* DESCRIPTION OF THE TASK: Translate this sentence from the text on Abakuá mythology below into Spanish: "In this women's dinner, two figures wear the skin of the fish, thus relating the fate of the fish with the fate that Sikán will have or had."

In Abakuá mythology, it is the animal sent by the tribe's sorcerer to find out what had happened in the river when the Tanze fish disappeared.
Then the Nasakó sends two snakes to see what has happened. And on the way back they appear to him and surprise Sikán, who gets scared and drops the güiro that he was carrying on his head. That is why the snake is always a company for her. It can be threatening, it can be preventive, or it can simply be companionship. And depending on the idea I also use it as a phallic element.


Now why the scales and the significance of the fish?


The fish was the way, the vehicle that contained the secret, that is, it was the being that contained the secret. The secret was a voice.


Here it is no longer fish on that plate.


No, not anymore, because this figure, that of the man with the black head, kind of broke into the women's dinner and ingested the fish. His plate is already empty, as is the gourd that accompanies each of the figures next to the plate. The fish is the sacred being.
In this women's dinner, two figures wear the skin of the fish, thus relating the fate of the fish with the fate that Sikán will have or had.


It is assumed that among the Abakuá women do not play any role, they are out of that world. Anyone could think that his is a daring because he is transgressing what is taboo.


It is out from the point of view of professing religion. But it is inside, deep inside, because it was a woman who discovered the secret. And from that discovery is that, somehow, all this kind of story arises.

* DATA SHOWN:
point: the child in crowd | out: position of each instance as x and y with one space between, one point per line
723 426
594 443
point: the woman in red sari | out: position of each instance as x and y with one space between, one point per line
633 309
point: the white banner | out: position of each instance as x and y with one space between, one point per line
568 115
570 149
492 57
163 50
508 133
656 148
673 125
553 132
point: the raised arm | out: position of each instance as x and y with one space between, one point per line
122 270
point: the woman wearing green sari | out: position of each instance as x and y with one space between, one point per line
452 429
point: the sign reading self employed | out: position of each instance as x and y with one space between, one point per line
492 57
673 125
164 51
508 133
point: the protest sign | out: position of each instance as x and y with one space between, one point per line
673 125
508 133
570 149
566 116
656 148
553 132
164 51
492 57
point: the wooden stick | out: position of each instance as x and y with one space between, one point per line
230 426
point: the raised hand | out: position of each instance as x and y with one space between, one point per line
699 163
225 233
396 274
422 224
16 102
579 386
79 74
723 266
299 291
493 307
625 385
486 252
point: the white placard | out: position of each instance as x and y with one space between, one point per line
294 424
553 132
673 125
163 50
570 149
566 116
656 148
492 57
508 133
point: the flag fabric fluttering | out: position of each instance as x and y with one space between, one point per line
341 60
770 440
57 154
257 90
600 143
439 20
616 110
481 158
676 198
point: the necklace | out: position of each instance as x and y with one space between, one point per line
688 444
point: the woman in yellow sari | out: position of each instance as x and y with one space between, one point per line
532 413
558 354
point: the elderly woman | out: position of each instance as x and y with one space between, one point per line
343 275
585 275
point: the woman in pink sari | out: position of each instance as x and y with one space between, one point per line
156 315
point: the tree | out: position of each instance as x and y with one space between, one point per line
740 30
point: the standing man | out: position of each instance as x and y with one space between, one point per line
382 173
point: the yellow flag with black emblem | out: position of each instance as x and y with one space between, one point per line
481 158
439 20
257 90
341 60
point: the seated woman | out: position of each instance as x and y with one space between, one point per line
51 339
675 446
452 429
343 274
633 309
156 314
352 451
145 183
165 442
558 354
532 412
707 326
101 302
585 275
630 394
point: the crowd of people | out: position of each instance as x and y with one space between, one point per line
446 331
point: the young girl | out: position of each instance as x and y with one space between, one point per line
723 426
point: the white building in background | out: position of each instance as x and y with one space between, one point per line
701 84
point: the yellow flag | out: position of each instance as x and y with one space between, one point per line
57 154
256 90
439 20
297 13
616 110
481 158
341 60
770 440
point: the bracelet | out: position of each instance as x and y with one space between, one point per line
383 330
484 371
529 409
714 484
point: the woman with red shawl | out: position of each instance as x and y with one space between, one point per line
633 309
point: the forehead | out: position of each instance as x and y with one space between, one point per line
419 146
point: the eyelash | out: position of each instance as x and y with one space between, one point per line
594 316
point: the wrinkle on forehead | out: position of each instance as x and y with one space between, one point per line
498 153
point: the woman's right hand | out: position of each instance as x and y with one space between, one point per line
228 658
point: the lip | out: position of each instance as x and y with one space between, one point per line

* FINAL RESULT: En esta cena de mujeres, dos figuras llevan la piel del pez, relacionando así el destino del pez con el destino que Sikán tendrá o tuvo.